Required task 1> In the forum thread that follows, what grade was the first poster promoted to after one year of school?

Selected text>
My mother, whose education ended at the 8th grade, taught me to read, write, and do basic arithmatic well before I started school. She did well enough that I was promoted to 3rd grade after one year. She had good materials however, those being a supply of No. 2 lead pencils and a Big Chief tablet. I would love to hear a teacher, any teacher, defend the load of crap that goes on in our public schools.


4 posted on 03/06/2011 3:43:01 PM PST by tickmeister (tickmeister)
[ Post Reply | Private Reply | To 1 | View Replies]

To: IbJensen

This sounds like someone’s Ph.D. dissertation trying to improve on an older system that has decades of proven success. The idea that, if it’s new, it has to be better, needs to be placed where the elephants go to die.


5 posted on 03/06/2011 3:44:11 PM PST by econjack (Some people are as dumb as soup.)
[ Post Reply | Private Reply | To 1 | View Replies]

To: IbJensen

The system works as it was planned. A slave/serf society depends on ruined minds and inculcating a dislike of learning amongst the Nouveau slaves.

“Bad Schools” are the feature, not a bug.


6 posted on 03/06/2011 3:44:58 PM PST by Leisler (Our debts are someone's profit. Follow the money, the vig.....)
[ Post Reply | Private Reply | To 1 | View Replies]

To: IbJensen

Well, they may be illiterate, but at least it costs a fortune to teach them illiteracy.


7 posted on 03/06/2011 3:45:36 PM PST by Jacquerie (Educated children are every bit as important to the NEA as quality autos are to the UAW.)
[ Post Reply | Private Reply | To 1 | View Replies]

To: IbJensen

With the dawn of computer screens with little icons on them literacy is no longer a top priority for American business. The intellectual cream will be taught to read and write; the vast bulk of the population will touch little icons which will order the hamburger and make change at the same time.


8 posted on 03/06/2011 3:49:04 PM PST by AEMILIUS PAULUS (It is a shame that when these people give a riot)
[ Post Reply | Private Reply | To 1 | View Replies]

To: Leisler

America is marching along the twisted, evil path that was trod by Mexico’s leaders long ago. They realized that an uneducated populace was a lot easier to run roughshod over and to rule.

Kicking out the Spaniards and the Catholic Church was, as far as the general populace was concerned, a one way ticket to palookaville. The Church was teaching everyone how to read and function as literate humans.


9 posted on 03/06/2011 3:49:54 PM PST by IbJensen (Grab your pitchforks!)
[ Post Reply | Private Reply | To 6 | View Replies]

To: IbJensen

This was once humor but now probably not far from true;

http://www.youtube.com/watch?v=UBM6CBtuHS4


10 posted on 03/06/2011 3:59:52 PM PST by Hillarys Gate Cult
[ Post Reply | Private Reply | To 1 | View Replies]

To: IbJensen

Phonics is not the universal panacea. I had a son with a learning disability around reading. I spent hours until we were both in tears trying to coach him using phonics. It just didn’t work. Most people “file” things and concepts by sounds of words in their brain. He files them by pictures. So when he reads “the cow jumped over the fence. He creates a picture of a cow, a cow jumping, a cow jumping and a fence. He has no pictire for “the” and “over” guides the placement of the cow relative to the fence. Every time he comes to an abstract in a sentence, he has to stop, ignore, and go on. Making things very slow. Speed reading eventually helped him skip over words.

Required task 2> Identify every line in the listing below that contains the string "mask", treating uppercase and lowercase as different.

Image boundary labeling items>
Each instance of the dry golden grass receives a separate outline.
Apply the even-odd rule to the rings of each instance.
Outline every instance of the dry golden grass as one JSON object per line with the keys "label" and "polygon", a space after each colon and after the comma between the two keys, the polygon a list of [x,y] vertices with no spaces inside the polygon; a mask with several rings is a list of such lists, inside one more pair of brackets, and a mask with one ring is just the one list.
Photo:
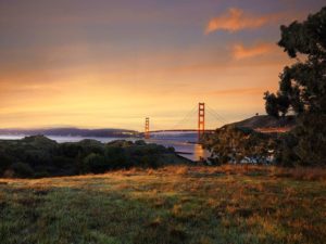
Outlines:
{"label": "dry golden grass", "polygon": [[323,243],[325,169],[168,166],[0,179],[1,243]]}

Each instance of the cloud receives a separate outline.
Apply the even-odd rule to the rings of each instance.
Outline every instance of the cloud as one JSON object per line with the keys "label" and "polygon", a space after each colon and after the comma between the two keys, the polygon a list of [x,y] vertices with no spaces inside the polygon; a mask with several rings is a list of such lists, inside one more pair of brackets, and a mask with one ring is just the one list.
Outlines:
{"label": "cloud", "polygon": [[244,13],[243,10],[231,8],[226,13],[212,18],[206,28],[205,34],[215,30],[227,30],[234,33],[240,29],[253,29],[263,25],[279,21],[281,14],[268,14],[254,16],[250,13]]}
{"label": "cloud", "polygon": [[243,47],[243,44],[235,44],[233,47],[233,56],[236,60],[249,59],[253,56],[260,56],[271,53],[275,49],[276,44],[273,43],[260,43],[252,47]]}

Complete response 1> 3rd grade

Complete response 2>
Outline every instance of the dry golden grass as one JSON object per line with the keys "label" and "polygon", a space after each colon and after the comma between the two keys, the polygon a list of [x,y] vertices with no spaces inside the polygon; a mask with several rings is a list of such lists, inside one more pair of brackets, and a mask with one ring is just the one list.
Outline every instance of the cloud as one JSON object per line with the keys "label" and "polygon", a space after each colon and after the comma between the two keys, the polygon a list of [x,y] vertices with no spaces inside the polygon; a mask with several rings is a list of such lists, inside one more pair of brackets, and a mask with one ring is just the one list.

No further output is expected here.